Aim |
Convert the records starting with the line that contains "The response SHOULD carry one point per instance of the large" and going on through the line that contains "[1000, 423]" into a two-column CSV headed text and answer, with one row per record. Put each record's text and its answer in one quoted field apiece, with line breaks replaced by spaces.

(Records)
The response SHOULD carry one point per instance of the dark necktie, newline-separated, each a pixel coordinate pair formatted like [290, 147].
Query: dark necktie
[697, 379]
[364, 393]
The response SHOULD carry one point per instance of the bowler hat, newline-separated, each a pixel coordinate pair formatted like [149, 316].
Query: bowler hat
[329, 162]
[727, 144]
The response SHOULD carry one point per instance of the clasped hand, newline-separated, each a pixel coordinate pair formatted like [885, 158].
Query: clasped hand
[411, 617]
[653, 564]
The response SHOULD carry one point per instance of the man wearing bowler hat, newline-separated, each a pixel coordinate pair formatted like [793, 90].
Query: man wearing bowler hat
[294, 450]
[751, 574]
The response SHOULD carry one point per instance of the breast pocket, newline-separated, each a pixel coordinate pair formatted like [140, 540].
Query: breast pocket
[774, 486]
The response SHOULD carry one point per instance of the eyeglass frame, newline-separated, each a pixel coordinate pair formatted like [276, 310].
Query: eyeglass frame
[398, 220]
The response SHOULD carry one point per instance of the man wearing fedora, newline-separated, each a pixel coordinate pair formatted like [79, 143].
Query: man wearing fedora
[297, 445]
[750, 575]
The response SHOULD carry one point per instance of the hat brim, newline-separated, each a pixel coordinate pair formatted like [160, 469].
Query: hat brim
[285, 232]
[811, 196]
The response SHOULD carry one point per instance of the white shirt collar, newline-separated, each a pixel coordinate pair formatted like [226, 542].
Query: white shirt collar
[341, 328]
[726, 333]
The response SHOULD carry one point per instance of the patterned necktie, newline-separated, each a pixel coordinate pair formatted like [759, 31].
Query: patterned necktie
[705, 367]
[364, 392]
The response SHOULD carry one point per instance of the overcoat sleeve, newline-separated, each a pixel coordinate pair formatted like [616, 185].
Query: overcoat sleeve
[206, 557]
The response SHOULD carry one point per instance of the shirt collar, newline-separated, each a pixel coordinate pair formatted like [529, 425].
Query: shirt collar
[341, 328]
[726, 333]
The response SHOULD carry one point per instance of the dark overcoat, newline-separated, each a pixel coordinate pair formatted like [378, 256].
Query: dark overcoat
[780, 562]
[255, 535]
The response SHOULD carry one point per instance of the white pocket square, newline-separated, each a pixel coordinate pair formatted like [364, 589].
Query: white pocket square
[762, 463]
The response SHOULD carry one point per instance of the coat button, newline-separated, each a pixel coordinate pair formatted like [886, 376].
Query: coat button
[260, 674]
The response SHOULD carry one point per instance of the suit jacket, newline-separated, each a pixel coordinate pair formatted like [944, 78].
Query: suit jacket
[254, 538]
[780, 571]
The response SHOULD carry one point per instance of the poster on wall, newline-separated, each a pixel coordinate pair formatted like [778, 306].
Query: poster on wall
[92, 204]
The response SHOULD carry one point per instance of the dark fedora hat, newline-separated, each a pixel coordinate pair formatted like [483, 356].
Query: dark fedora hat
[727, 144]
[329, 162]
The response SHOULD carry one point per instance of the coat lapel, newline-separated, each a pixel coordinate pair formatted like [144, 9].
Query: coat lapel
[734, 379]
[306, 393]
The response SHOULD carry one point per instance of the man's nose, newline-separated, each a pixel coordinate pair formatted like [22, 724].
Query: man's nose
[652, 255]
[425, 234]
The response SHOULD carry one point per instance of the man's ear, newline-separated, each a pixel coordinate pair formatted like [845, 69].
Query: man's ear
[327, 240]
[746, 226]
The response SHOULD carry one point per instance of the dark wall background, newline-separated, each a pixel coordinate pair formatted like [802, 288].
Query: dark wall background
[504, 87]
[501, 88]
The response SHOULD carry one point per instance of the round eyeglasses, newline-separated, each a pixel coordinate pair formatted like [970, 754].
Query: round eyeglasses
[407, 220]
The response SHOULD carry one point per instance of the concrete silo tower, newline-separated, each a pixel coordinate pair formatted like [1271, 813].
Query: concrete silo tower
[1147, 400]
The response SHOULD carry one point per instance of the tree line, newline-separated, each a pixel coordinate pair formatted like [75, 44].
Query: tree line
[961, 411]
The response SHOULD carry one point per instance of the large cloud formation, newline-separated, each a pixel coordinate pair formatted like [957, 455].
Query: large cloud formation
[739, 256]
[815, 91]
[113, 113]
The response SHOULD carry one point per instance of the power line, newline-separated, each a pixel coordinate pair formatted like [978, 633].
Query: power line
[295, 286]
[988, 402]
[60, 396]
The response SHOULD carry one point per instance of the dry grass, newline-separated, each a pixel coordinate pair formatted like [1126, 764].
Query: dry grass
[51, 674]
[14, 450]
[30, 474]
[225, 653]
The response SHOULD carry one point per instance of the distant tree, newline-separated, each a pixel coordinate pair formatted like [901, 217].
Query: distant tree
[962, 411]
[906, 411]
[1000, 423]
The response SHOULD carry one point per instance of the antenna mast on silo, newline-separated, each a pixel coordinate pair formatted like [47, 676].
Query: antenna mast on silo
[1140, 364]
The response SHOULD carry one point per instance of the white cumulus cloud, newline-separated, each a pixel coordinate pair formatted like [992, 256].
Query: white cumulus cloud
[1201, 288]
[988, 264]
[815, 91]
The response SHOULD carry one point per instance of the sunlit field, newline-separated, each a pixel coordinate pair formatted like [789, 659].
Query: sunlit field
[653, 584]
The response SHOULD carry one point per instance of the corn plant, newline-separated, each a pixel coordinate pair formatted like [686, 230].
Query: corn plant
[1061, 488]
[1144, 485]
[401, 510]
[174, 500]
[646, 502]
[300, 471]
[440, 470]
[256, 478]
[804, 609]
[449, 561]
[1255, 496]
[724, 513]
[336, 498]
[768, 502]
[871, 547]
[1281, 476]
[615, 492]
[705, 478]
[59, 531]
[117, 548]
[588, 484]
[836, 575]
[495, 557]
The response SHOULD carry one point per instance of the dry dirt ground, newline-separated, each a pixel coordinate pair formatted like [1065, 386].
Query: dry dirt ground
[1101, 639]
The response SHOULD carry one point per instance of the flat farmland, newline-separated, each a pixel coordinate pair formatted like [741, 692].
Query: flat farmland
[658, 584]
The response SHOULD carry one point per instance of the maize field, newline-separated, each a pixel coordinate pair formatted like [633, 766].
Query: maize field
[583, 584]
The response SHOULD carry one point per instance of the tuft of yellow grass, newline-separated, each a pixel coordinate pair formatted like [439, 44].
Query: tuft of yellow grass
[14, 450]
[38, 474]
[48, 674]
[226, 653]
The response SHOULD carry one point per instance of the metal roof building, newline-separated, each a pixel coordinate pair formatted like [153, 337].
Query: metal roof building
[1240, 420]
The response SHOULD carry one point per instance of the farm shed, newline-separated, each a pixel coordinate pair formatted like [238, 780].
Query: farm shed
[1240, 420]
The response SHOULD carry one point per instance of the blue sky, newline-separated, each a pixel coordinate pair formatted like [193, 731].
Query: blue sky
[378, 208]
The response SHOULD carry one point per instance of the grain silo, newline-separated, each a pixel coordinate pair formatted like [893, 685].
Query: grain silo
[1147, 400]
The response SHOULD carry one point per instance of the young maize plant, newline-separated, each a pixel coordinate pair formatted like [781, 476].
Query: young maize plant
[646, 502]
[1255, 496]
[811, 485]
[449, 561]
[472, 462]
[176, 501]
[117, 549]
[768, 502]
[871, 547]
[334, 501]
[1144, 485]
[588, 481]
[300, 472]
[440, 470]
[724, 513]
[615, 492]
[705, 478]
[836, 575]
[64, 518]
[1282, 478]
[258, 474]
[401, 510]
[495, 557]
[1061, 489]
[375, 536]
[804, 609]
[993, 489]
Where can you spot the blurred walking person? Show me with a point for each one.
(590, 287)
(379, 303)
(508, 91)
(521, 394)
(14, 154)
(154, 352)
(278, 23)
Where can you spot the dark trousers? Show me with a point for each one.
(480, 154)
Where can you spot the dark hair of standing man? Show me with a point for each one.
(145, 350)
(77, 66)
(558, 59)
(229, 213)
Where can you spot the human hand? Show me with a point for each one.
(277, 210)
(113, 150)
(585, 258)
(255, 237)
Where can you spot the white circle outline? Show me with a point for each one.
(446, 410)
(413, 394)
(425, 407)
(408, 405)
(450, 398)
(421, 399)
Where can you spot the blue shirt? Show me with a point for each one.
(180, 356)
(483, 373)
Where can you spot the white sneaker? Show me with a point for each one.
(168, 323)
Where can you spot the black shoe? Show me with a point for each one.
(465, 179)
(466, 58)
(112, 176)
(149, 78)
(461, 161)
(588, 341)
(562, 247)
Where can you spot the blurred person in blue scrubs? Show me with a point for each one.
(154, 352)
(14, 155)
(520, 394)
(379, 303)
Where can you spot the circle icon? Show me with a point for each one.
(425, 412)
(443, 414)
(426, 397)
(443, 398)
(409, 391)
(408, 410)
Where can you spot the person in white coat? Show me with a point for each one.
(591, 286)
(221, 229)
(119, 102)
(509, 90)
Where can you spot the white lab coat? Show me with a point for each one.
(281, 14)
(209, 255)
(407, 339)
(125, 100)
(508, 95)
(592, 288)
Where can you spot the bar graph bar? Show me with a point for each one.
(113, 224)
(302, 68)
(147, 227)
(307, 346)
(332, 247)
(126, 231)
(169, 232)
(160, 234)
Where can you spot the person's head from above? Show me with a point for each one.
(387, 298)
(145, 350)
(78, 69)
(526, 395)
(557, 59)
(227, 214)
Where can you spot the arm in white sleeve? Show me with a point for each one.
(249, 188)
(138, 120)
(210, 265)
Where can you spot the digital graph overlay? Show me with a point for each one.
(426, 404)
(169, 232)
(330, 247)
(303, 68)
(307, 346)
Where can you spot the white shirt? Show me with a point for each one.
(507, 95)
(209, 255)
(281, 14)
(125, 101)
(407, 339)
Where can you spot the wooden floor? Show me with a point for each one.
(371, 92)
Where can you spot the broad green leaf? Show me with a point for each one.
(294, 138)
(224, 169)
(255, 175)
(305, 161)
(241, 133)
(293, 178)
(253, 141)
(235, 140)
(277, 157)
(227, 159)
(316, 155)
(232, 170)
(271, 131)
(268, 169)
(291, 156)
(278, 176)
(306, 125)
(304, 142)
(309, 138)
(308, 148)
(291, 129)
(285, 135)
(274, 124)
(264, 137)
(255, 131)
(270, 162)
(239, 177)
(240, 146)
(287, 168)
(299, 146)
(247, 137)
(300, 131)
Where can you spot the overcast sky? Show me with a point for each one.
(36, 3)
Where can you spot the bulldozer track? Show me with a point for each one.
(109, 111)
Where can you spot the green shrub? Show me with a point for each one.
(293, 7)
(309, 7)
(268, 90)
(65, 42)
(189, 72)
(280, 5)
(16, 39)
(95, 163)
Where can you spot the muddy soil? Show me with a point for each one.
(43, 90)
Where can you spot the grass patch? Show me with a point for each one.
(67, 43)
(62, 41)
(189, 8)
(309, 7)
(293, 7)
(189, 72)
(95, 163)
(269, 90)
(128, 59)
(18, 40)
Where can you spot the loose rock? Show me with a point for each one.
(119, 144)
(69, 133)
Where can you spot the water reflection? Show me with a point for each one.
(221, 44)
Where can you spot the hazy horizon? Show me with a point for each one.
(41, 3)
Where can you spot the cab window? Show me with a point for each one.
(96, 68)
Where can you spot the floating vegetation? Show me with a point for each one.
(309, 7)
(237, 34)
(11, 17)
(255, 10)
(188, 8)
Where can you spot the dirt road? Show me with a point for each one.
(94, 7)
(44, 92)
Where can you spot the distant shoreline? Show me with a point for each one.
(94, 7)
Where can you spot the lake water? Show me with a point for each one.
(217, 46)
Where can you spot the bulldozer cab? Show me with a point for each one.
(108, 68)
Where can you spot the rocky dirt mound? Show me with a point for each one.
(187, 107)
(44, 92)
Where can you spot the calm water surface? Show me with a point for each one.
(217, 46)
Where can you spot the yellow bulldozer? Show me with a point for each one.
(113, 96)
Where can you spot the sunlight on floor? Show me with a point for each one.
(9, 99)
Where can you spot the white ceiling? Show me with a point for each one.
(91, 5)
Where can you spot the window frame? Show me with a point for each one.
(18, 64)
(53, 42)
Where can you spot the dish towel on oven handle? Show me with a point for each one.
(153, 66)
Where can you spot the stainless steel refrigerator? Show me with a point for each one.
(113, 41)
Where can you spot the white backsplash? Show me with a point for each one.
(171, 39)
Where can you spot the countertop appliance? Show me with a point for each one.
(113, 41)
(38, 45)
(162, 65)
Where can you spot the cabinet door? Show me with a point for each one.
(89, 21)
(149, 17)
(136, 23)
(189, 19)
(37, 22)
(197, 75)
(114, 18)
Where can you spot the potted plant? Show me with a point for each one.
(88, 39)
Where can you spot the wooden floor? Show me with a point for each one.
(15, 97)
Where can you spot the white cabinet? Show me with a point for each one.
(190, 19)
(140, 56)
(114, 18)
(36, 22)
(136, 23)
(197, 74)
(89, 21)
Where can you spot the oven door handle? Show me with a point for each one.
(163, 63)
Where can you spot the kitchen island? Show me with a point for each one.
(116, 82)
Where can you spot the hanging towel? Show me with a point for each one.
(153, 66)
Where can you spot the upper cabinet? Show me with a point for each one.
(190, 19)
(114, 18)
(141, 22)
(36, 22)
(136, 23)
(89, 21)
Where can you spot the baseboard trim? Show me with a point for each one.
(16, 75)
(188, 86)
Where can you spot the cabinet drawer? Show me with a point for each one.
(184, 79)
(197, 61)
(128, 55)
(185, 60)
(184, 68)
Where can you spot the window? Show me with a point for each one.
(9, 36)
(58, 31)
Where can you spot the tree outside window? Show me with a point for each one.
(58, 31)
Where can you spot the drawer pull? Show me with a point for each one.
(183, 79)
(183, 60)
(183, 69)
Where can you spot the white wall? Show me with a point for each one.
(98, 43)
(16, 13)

Correct result |
text,answer
"The response SHOULD carry one point per instance of the large cloud formation, newline-separated, each a pixel coordinate pair formatted like [957, 455]. Query: large cloud formation","[739, 256] [815, 91] [113, 113]"
"The response SHOULD carry one point per instance of the power line, newline-separated, each a pixel coordinate pair formatted like [978, 633]. Query: power line","[295, 286] [988, 402] [60, 396]"
"The response SHOULD carry one point per instance of the dry grass, newline-separated, each a pixel coordinate pair formatted like [1126, 764]. Query: dry grass","[51, 674] [14, 450] [30, 474] [225, 653]"
"The response SHOULD carry one point per instance of the distant tree, newline-separated, each a pixel coordinate pair formatted like [901, 217]. Query: distant tree","[962, 411] [906, 411] [1000, 423]"